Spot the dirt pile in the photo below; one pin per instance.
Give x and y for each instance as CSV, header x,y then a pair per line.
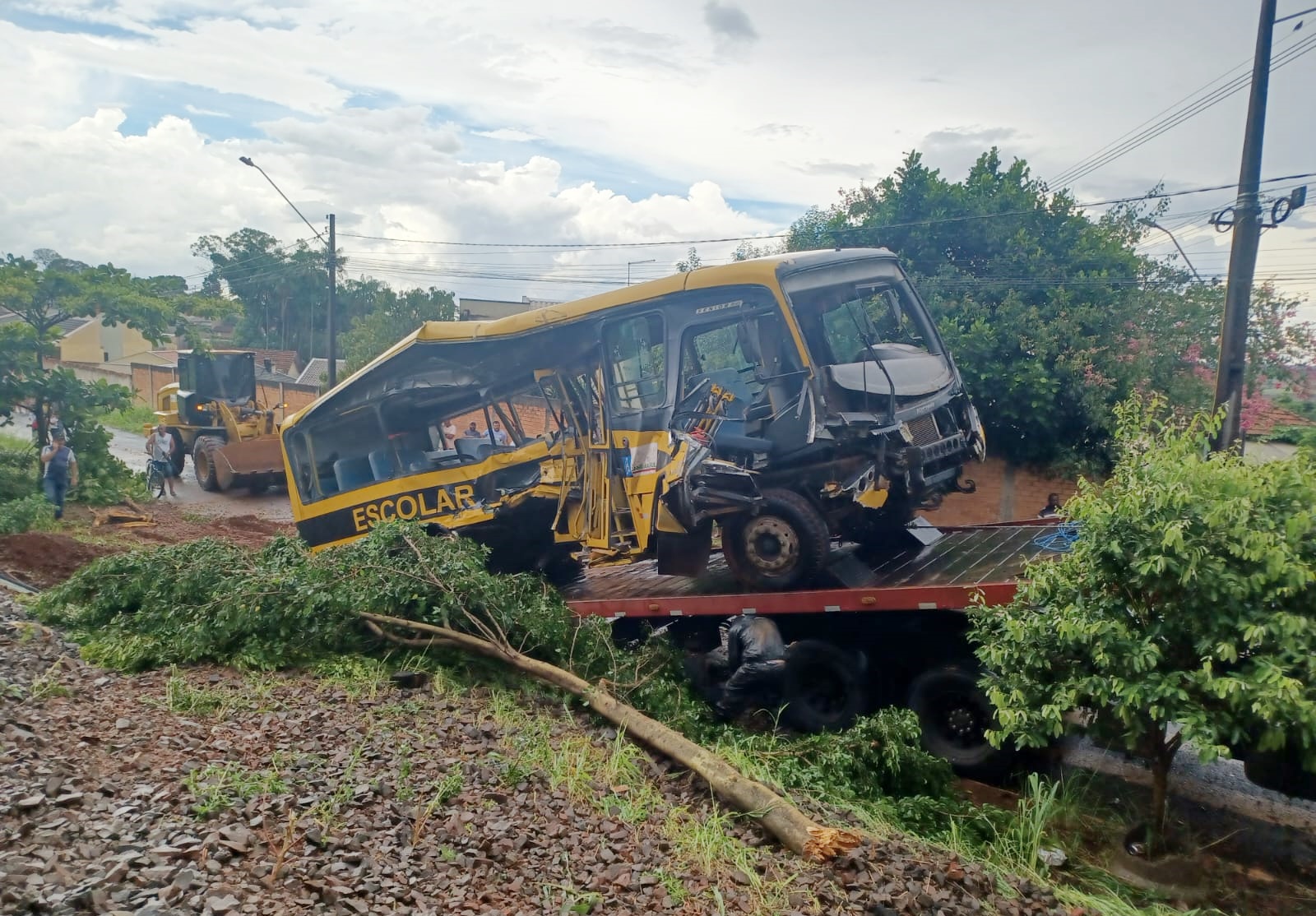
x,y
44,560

...

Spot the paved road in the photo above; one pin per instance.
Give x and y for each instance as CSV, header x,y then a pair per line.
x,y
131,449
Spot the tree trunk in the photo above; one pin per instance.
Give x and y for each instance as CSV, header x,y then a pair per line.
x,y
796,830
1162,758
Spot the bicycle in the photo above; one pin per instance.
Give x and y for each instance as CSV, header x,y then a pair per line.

• EXERCISE REQUIREMENTS:
How many lines of the material above contain the word "Spot"? Reply with the number only.

• FINISHED ANSWER:
4